-- begin --
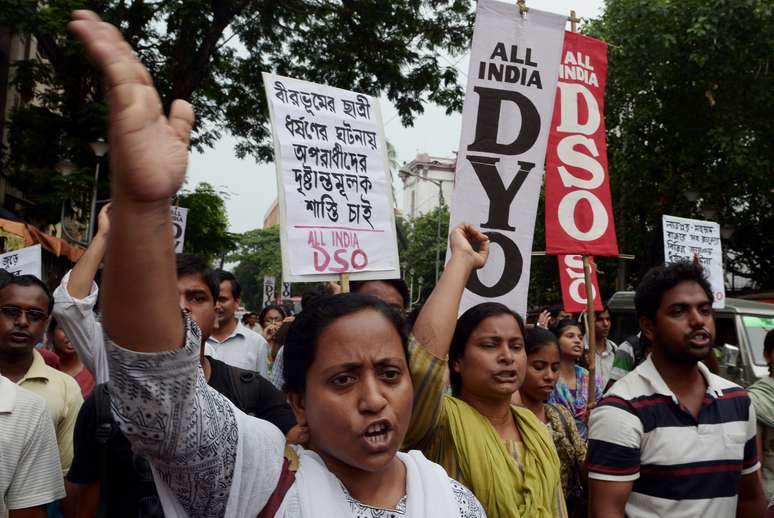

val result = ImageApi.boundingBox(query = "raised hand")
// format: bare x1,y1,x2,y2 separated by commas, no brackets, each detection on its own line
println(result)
97,203,111,236
69,11,194,202
449,223,489,269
-- end --
• **TASK TO COMPLETE**
Convert every line of the items above into a JSON list of strings, one string per line, leaving out blank lines and the pictures.

• **RESULT**
[
  "val result = ImageApi.boundingBox(query = \"raised hand\")",
  "// format: bare x1,y1,x2,y2 separated by commas, no brackets, each detection on its own line",
  "println(result)",
  "97,203,111,236",
  "69,11,194,202",
  "449,223,489,269"
]